▸ YOUR ASSIGNMENT: According to the abstract below, how much more membrane damage did the knockdown lines of Brachypodium distachyon show than wild-type plants after freezing to −10 °C?

▸ EXCERPTED PASSAGE:

Segment Open

Characterization and Knockdown of a Family of Ice-Binding Proteins from Freeze-Tolerant Grasses

Abstract

Exposure to sub-zero temperatures puts plants at risk of freeze-induced damage associated with ice crystal formation causing cellular dehydration, plasma membrane rupture and cell death. Some freeze-tolerant plants induce expression of ice-binding proteins (IBPs), which adsorb to ice crystals and restrict their growth. IBPs can also result in the super-cooling of the apoplast and a modest freezing point depression. Seven IBPs (BdIRI1-7) from the annual brome grass, Brachypodium distachyon, shaped ice, restricted ice crystal growth, and exhibited low levels of freezing point depression (~0.1 °C at 1 mg/mL). Analysis of the ice-binding domain of one isoform (BdIRI1), suggested it folded as a right-handed beta-helix with two relatively flat ice-binding faces (IBFs). Site-directed mutagenesis verified that both faces were required for ice crystal adsorption, with one face acting as the primary IBF. BdIRI1 also significantly depressed the ice nucleation activity of Pseudomonas syringae extracts, suggesting a dual-function role for ice recrystallization inhibition and anti-pathogenesis. The first knockdown of ice-binding activity from any organism was achieved in B. distachyon using a pan-isoform microRNA construct. Electrolyte leakage assays showed that genetically-engineered knockdown lines had 13-22% more membrane damage than wild-type plants following freezing to −10 °C. Knockdown lines also showed trends for reduced whole-plant freezing survival following −8 °C treatments, with two lines showing significant decreases. The localization of IBPs, as well as their ability to confer freeze tolerance to a susceptible host species, was examined by the expression of IBPs from the ryegrass, Lolium perenne in Arabidopsis thaliana. Two isoforms, LpIRI2 and LpIRI3, were localized to the apoplast with the former lacking a signal peptide and presumably being secreted through a non-classical pathway, while LpAFP, an engineered construct with no signal peptide, remained intracellular. Apoplastically-localized IBPs conferred freeze resistance with a significant 13-29% decrease in electrolyte leakage and increased freeze survival at temperatures as low as −8 °C. Expression of multiple isoforms further enhanced survival indicating that IBPs might provide additive freeze protection. Together, this thesis highlights the importance of IBPs in the freezing-stress response and their potential utility in the generation of future cold-hardy crop species.

Segment Closed

(Stored data entries)

Segment Open

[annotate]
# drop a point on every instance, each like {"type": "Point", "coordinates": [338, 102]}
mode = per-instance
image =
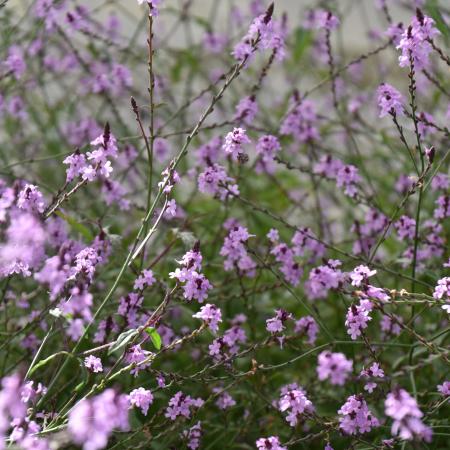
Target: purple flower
{"type": "Point", "coordinates": [293, 400]}
{"type": "Point", "coordinates": [444, 388]}
{"type": "Point", "coordinates": [196, 284]}
{"type": "Point", "coordinates": [360, 275]}
{"type": "Point", "coordinates": [406, 415]}
{"type": "Point", "coordinates": [325, 19]}
{"type": "Point", "coordinates": [323, 278]}
{"type": "Point", "coordinates": [144, 280]}
{"type": "Point", "coordinates": [308, 326]}
{"type": "Point", "coordinates": [141, 398]}
{"type": "Point", "coordinates": [246, 110]}
{"type": "Point", "coordinates": [193, 436]}
{"type": "Point", "coordinates": [390, 100]}
{"type": "Point", "coordinates": [355, 416]}
{"type": "Point", "coordinates": [92, 421]}
{"type": "Point", "coordinates": [414, 42]}
{"type": "Point", "coordinates": [406, 227]}
{"type": "Point", "coordinates": [357, 318]}
{"type": "Point", "coordinates": [31, 199]}
{"type": "Point", "coordinates": [93, 363]}
{"type": "Point", "coordinates": [215, 181]}
{"type": "Point", "coordinates": [225, 400]}
{"type": "Point", "coordinates": [181, 404]}
{"type": "Point", "coordinates": [276, 324]}
{"type": "Point", "coordinates": [211, 315]}
{"type": "Point", "coordinates": [270, 443]}
{"type": "Point", "coordinates": [334, 366]}
{"type": "Point", "coordinates": [234, 141]}
{"type": "Point", "coordinates": [235, 253]}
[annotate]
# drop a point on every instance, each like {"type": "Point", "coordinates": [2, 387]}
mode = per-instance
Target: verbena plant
{"type": "Point", "coordinates": [223, 232]}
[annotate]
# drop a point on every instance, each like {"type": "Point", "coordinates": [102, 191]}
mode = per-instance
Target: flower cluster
{"type": "Point", "coordinates": [91, 421]}
{"type": "Point", "coordinates": [355, 416]}
{"type": "Point", "coordinates": [196, 285]}
{"type": "Point", "coordinates": [181, 404]}
{"type": "Point", "coordinates": [293, 400]}
{"type": "Point", "coordinates": [334, 366]}
{"type": "Point", "coordinates": [406, 415]}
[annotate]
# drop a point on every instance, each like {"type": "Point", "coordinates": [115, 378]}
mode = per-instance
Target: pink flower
{"type": "Point", "coordinates": [141, 398]}
{"type": "Point", "coordinates": [93, 363]}
{"type": "Point", "coordinates": [211, 315]}
{"type": "Point", "coordinates": [234, 141]}
{"type": "Point", "coordinates": [334, 366]}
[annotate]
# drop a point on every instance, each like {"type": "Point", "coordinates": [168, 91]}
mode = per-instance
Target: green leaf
{"type": "Point", "coordinates": [122, 340]}
{"type": "Point", "coordinates": [155, 337]}
{"type": "Point", "coordinates": [302, 40]}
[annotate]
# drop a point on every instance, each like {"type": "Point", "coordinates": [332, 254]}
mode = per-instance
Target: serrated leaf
{"type": "Point", "coordinates": [155, 337]}
{"type": "Point", "coordinates": [122, 340]}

Segment Closed

▸ TASK RESPONSE: 13-22% more membrane damage.